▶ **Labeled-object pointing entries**
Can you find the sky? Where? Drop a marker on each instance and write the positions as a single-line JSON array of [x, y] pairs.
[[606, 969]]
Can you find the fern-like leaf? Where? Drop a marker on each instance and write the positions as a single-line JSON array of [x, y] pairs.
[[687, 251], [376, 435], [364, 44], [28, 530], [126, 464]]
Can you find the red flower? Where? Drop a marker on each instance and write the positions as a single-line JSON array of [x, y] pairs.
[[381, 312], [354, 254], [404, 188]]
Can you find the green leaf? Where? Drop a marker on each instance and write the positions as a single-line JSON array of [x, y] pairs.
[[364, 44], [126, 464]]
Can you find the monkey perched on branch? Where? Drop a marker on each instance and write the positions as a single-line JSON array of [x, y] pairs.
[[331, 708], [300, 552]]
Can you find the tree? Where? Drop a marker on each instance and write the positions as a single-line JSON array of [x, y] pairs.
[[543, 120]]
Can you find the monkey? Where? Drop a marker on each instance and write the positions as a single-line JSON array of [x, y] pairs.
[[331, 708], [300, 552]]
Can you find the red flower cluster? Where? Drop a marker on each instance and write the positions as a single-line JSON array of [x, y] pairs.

▶ **The request**
Copy the lines of the records above word for word, from the first line through the line containing "[[381, 312], [354, 254], [404, 188]]", both included.

▶ **Problem solution**
Can you find the sky? Where? Drop a marker on each instance and write the positions as a single-line JSON array of [x, y] pairs.
[[606, 969]]
Can you find the fern-like leaf? Where? Drop a marker on each instance and write the positions as a single-line JSON array of [x, y] pairs.
[[687, 251], [376, 435], [364, 44], [28, 530], [126, 464]]
Can you find the red flower? Where? Drop a marker on each instance and write the positions as a single-line JSON array of [x, y] pairs.
[[381, 312], [354, 254], [404, 188]]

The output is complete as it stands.